■ What you should do: Provide only the number of lines in the data below that contain the word "image".

#### Dataset extract

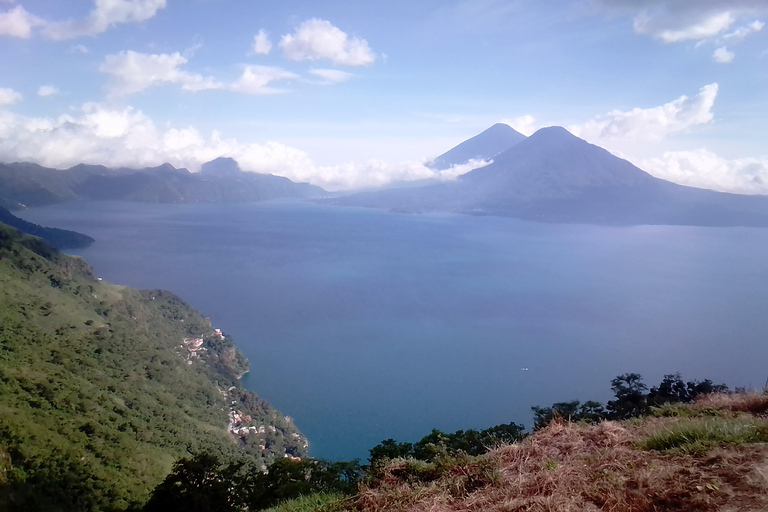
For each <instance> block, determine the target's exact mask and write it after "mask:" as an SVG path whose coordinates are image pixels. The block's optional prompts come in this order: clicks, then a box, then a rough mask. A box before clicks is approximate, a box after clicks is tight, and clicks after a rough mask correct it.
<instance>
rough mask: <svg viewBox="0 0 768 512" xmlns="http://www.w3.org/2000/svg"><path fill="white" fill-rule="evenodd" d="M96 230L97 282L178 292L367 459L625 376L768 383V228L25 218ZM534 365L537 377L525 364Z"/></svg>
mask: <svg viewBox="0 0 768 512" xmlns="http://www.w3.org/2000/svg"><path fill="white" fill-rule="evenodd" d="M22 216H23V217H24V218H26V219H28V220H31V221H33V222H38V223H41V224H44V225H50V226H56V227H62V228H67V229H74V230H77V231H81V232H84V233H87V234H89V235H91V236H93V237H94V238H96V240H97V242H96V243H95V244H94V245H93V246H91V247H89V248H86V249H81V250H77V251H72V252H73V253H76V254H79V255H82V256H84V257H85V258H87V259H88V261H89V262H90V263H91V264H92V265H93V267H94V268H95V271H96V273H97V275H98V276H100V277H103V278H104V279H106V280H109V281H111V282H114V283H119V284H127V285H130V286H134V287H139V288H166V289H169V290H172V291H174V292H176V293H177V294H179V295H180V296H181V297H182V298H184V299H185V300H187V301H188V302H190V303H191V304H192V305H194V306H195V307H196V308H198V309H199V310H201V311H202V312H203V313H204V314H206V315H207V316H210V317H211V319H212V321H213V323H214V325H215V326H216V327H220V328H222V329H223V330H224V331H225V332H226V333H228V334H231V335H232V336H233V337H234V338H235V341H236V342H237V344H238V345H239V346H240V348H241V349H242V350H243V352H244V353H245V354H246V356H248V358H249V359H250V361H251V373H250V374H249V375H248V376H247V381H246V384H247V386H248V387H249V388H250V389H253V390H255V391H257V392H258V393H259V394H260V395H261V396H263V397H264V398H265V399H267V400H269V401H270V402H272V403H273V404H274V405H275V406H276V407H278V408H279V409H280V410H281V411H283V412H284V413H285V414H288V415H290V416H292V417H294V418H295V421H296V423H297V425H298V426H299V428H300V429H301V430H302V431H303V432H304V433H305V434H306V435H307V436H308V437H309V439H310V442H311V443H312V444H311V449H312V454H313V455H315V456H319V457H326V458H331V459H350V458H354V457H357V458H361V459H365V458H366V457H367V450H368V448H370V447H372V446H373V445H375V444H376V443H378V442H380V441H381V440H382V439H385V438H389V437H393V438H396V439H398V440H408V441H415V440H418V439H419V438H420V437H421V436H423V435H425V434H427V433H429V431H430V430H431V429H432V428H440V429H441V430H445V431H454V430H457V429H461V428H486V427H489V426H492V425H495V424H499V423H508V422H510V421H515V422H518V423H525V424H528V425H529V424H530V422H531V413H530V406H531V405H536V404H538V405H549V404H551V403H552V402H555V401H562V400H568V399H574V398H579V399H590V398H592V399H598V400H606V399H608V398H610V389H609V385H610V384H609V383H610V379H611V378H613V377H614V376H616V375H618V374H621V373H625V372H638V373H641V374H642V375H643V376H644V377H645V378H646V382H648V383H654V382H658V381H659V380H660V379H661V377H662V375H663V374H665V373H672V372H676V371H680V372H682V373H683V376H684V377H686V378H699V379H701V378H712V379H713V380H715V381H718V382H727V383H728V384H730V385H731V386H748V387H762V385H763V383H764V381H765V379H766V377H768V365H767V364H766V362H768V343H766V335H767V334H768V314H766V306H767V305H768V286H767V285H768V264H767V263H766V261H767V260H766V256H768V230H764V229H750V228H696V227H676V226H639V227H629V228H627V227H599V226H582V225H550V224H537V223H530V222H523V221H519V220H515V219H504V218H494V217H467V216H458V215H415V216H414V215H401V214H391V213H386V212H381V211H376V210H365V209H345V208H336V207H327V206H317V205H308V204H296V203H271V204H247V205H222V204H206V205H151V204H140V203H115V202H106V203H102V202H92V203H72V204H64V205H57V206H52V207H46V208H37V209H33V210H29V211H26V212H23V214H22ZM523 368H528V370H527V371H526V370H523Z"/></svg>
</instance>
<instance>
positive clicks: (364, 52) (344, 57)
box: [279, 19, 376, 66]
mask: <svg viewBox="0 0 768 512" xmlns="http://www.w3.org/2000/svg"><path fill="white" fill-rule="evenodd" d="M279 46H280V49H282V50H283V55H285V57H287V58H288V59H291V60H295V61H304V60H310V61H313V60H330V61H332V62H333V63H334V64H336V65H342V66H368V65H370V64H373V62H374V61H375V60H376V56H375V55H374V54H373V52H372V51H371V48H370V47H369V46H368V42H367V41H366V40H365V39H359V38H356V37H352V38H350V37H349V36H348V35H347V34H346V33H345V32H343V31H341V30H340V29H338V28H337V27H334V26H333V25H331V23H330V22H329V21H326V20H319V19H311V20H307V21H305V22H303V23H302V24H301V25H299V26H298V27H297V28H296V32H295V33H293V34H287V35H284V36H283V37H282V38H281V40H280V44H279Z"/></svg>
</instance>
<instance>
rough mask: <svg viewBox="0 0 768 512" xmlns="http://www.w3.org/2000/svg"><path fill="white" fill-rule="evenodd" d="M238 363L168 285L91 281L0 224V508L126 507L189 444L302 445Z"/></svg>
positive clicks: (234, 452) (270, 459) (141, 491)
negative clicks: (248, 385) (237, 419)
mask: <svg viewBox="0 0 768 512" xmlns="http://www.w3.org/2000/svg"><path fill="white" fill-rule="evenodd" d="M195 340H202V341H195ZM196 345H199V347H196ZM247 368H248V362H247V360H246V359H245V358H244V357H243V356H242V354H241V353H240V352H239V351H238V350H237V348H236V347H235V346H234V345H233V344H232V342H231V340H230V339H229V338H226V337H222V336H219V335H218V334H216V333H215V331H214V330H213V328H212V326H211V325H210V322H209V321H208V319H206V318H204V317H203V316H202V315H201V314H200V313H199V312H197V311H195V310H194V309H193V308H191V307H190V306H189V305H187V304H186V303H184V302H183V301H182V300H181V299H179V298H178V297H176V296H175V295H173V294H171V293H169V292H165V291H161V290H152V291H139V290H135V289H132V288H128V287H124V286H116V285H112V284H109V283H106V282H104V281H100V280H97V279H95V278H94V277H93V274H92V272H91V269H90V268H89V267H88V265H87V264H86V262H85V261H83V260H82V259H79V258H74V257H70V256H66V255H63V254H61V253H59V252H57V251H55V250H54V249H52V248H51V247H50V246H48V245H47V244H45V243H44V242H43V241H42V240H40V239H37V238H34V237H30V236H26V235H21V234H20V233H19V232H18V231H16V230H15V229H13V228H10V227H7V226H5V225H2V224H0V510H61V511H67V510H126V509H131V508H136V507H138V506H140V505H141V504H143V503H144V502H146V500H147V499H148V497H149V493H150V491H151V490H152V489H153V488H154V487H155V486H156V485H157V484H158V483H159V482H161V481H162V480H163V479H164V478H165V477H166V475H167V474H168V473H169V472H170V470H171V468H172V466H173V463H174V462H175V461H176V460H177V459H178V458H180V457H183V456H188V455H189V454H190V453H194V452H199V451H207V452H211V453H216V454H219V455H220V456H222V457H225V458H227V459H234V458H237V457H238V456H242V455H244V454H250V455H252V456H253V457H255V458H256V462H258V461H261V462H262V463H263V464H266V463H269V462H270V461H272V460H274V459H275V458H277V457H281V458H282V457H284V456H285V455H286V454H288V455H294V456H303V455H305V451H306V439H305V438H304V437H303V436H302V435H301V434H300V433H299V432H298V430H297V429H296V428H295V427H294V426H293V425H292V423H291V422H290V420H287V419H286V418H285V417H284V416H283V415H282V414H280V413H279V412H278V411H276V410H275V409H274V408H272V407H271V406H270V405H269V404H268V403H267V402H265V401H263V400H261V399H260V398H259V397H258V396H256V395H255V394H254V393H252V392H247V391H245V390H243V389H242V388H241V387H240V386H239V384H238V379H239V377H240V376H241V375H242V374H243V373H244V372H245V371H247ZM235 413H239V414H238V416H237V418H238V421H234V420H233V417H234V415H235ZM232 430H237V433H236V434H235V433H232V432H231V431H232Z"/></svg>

########
#### Dataset extract

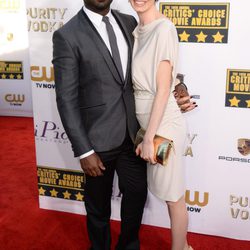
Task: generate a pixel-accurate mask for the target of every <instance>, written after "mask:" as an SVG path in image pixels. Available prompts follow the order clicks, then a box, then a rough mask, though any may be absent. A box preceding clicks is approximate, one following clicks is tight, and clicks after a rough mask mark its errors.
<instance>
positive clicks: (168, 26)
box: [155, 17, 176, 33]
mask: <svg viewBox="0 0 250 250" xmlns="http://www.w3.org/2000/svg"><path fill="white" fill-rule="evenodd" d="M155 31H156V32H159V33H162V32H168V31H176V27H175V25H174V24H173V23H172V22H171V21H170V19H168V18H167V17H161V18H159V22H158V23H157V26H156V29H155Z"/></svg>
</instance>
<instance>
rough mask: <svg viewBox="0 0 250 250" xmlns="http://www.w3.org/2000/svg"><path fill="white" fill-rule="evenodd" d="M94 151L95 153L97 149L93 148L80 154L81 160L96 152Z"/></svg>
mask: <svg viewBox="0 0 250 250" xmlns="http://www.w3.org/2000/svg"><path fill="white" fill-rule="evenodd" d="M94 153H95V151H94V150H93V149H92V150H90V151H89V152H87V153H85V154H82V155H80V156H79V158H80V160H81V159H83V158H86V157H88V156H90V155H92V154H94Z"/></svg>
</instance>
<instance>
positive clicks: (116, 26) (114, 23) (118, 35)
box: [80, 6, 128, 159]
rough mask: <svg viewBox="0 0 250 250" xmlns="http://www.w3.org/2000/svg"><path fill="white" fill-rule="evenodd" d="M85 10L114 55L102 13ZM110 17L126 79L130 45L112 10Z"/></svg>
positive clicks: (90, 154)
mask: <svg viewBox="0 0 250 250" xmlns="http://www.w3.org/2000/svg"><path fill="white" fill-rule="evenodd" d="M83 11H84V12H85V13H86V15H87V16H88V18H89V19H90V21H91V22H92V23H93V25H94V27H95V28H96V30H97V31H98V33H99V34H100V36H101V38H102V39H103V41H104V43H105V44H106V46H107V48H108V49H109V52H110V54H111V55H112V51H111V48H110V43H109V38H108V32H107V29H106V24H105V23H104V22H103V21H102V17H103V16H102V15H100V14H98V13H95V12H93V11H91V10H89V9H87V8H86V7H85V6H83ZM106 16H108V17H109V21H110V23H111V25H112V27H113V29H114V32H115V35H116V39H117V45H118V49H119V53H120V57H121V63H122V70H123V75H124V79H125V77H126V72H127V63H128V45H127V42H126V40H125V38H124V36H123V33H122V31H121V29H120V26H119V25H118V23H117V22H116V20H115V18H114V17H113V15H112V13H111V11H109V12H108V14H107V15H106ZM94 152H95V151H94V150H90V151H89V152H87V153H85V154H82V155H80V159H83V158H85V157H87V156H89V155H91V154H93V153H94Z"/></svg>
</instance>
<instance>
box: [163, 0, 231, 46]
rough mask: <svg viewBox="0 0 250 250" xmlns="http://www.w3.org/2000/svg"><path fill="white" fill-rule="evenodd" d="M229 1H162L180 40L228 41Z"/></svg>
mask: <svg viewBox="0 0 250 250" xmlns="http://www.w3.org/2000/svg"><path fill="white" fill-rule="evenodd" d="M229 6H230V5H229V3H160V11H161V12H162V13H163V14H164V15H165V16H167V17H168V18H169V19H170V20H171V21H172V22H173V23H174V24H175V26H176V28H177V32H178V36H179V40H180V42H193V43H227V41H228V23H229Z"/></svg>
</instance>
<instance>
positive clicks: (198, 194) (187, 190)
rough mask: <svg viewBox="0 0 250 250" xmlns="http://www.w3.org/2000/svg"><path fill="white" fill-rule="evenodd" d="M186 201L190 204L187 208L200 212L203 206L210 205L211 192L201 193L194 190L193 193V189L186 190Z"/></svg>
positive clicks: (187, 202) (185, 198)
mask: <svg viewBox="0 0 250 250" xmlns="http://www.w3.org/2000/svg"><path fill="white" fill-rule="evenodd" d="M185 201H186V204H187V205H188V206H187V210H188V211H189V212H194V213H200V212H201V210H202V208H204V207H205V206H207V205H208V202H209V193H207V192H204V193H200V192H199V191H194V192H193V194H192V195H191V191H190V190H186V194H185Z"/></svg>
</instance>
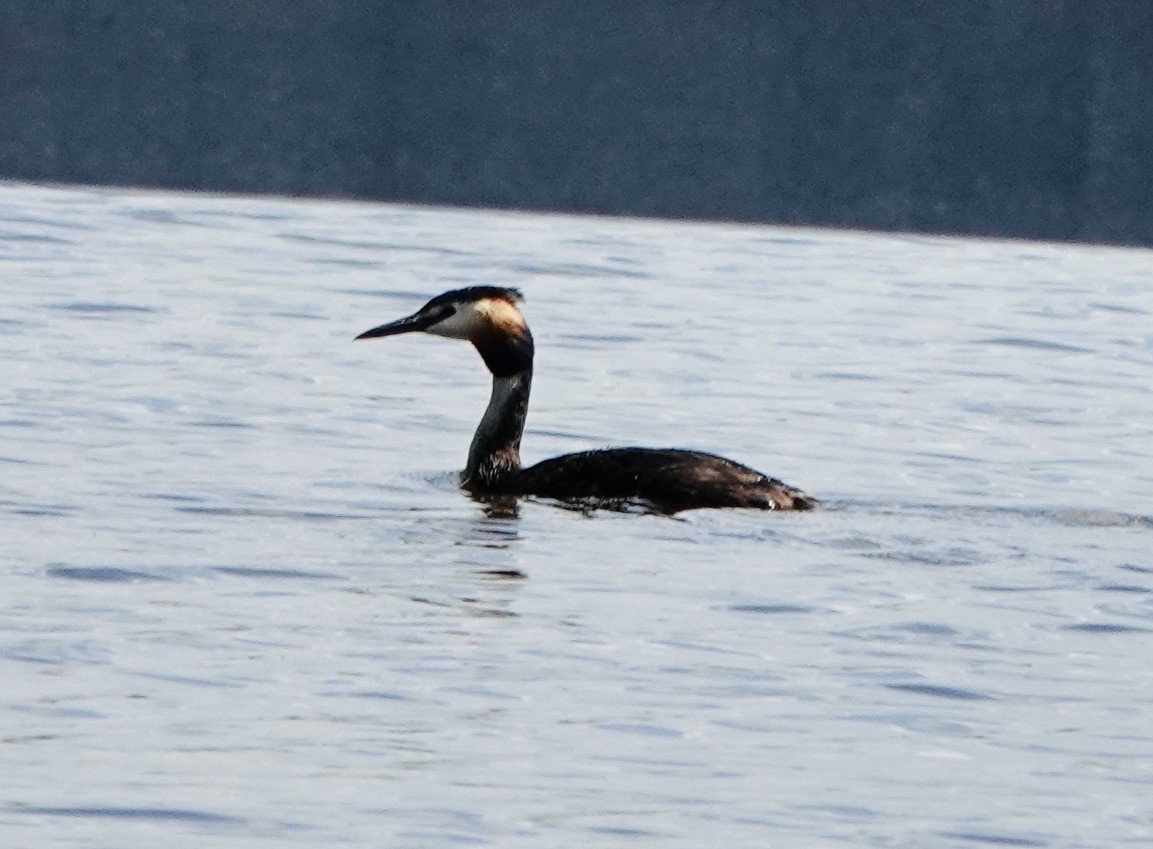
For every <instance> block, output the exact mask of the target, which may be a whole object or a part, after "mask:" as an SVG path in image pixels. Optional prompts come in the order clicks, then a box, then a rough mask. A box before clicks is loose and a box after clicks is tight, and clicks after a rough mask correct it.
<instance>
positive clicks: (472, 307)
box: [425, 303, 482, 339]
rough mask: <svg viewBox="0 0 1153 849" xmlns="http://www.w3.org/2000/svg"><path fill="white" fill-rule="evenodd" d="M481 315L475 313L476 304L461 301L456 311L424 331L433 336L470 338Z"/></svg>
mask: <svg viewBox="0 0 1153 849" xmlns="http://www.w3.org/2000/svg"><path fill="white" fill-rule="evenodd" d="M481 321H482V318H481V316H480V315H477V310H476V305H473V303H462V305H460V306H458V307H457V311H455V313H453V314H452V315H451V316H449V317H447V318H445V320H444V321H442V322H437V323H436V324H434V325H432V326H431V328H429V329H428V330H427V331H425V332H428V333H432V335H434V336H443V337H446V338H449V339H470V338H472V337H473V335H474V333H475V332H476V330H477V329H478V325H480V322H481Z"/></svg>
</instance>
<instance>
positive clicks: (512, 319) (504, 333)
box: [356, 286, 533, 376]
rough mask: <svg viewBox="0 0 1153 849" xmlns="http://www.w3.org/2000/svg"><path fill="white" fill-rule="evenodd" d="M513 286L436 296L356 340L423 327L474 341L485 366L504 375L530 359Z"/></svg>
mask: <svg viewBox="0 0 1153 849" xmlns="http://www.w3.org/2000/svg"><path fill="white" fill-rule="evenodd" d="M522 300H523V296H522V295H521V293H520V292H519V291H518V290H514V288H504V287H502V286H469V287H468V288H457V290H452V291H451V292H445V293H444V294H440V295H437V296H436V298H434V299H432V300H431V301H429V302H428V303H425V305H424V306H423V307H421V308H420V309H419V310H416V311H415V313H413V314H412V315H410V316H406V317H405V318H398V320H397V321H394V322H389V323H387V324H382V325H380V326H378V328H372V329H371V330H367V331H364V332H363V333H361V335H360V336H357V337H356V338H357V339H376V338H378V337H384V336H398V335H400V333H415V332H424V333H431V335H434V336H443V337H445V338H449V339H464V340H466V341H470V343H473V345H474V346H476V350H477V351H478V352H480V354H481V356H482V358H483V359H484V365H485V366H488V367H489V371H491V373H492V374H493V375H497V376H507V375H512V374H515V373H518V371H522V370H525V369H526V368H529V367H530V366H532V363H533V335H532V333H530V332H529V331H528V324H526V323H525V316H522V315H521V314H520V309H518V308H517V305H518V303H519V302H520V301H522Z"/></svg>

########

■ Response box: 3